Reproduisez fidèlement le passage du texte sur la guerre du Liban qui commence aux mots "Mais ceci n’explique" et se termine après les mots "vont remettre cela.".

----- TEXTE À LIRE -----

La prochaine guerre du Liban

lundi 11 septembre 2006, par Pierre Beaudet

Tout le monde en convient, l’armée israélienne a perdu la guerre des 33 jours. Et ce, en dépit de son incroyable supériorité en armements et de ses dizaines de milliers de soldats. Pourtant, les observateurs, israéliens notamment, avaient averti que le Hezbollah disposait d’une infrastructure sophistiquée et de combattants redoutables. On ne les a pas écoutés. Pourquoi ? C’est admis en Israël, le groupe dirigeant actuel autour d’Olmert ne brille pas par son intelligence. La pitoyable prestation du ministre de la Défense et chef du parti Travailliste, Amir Peretz, s’est ajoutée à la médiocre performance du reste du gouvernement.

Mais ceci n’explique pas tout. Les Israéliens ont été manipulés. Comme l’a révélé le journaliste new-yorkais Seymour Hersch, la guerre était voulue et planifiée à Washington. Les néoconservateurs, qu’on croyait en perte d’influence, ont voulu relancer la « guerre sans fin », faire oublier l’Irak et préparer la grande répétition générale de la « guerre rêvée », celle contre l’Iran. Bien sûr, ils se sont fait avoir. Mais pas au point d’abandonner leurs rêves. Soyons réalistes, il est clair que, avant la fin de leur mandat, Bush, Cheney et Rumsfeld vont remettre cela.

Hezbollah a marqué beaucoup de points. Sur le plan militaire, la résistance libanaise a fait éclater le mythe de l’infaillibilité de Tsahal. Au point où les généraux israéliens s’interrogent. Que faire la prochaine fois ? Bombarder de haut et de loin ne donne rien. Occuper le terrain avec des dizaines de milliers de soldats n’est pas une solution dans un contexte où ce mouvement dispose d’une profonde base populaire. Pire encore, sur le plan politique, l’opération américano-israélienne a renforcé l’assise du Hezbollah tout en minant la crédibilité de l’opposition au mouvement, regroupée autour du clan Hariri. Mais le Hezbollah a aussi ses points de vulnérabilité. Quoi qu’on en dise, l’organisation composée de chiites libanais, devenue de facto un « mouvement de libération », garde sa marque communautaire. Entre-temps cependant, Hezbollah reste maître du terrain. Il pourra même consolider ses positions, notamment en organisant de façon très efficace la reconstruction du sud du pays - bien avant les agences dites humanitaires.

Qu’a fait la communauté internationale depuis le début de cette guerre ? Elle a globalement appuyé l’offensive israélo-américaine. Certains l’ont fait avec plus de nuances et d’élégance que d’autres - ce qui n’a pas été le cas du premier ministre Harper ! Mais tous les États, pays arabes compris, espéraient que le Hezbollah se fasse écraser. Petit « détail », cela n’a pas marché. Dans les rues des grandes capitales arabes, l’opinion est survoltée. Le chef du Hezbollah, Hassan Nasrallah, est devenu un héros, alors que les gouvernements, déjà discrédités, sont perçus comme de misérables larbins. L’influence de l’Iran est décuplée et dépasse même la division chiite-sunnite.

----- LIGNES DE DONNÉES -----

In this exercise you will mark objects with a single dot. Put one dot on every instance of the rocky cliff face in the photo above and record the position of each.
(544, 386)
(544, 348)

-----

- [RÉSULTAT DE LA TÂCHE]
Mais ceci n’explique pas tout. Les Israéliens ont été manipulés. Comme l’a révélé le journaliste new-yorkais Seymour Hersch, la guerre était voulue et planifiée à Washington. Les néoconservateurs, qu’on croyait en perte d’influence, ont voulu relancer la « guerre sans fin », faire oublier l’Irak et préparer la grande répétition générale de la « guerre rêvée », celle contre l’Iran. Bien sûr, ils se sont fait avoir. Mais pas au point d’abandonner leurs rêves. Soyons réalistes, il est clair que, avant la fin de leur mandat, Bush, Cheney et Rumsfeld vont remettre cela.